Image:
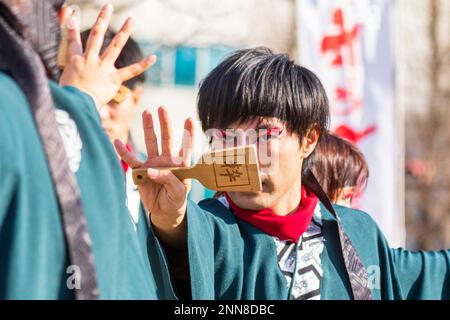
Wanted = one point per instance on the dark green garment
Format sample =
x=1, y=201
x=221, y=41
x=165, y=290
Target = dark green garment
x=33, y=257
x=231, y=259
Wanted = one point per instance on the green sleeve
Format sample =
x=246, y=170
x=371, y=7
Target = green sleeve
x=423, y=275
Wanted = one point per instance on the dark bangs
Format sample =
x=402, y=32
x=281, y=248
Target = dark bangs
x=257, y=83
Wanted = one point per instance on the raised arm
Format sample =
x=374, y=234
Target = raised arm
x=164, y=196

———

§ **Written problem**: Reproduce every item above, requests included, adding 65 to each x and y coordinate in the answers but leaving the numbers in the requests and their format samples unchanged. Omit the pictures.

§ **Answer in full**:
Image:
Wanted = one point per instance on the dark green garment
Format sample =
x=1, y=201
x=221, y=41
x=165, y=290
Target = dark green garment
x=98, y=322
x=296, y=324
Wanted = one point per instance on the green sleeve
Format sample =
x=246, y=170
x=371, y=7
Target = green sleeve
x=488, y=340
Wanted = one point per instance on the dark bangs
Format sample =
x=402, y=32
x=281, y=248
Target = dark bangs
x=322, y=148
Wanted = one point per instance on the raised arm
Format sample =
x=374, y=234
Target = raised arm
x=229, y=261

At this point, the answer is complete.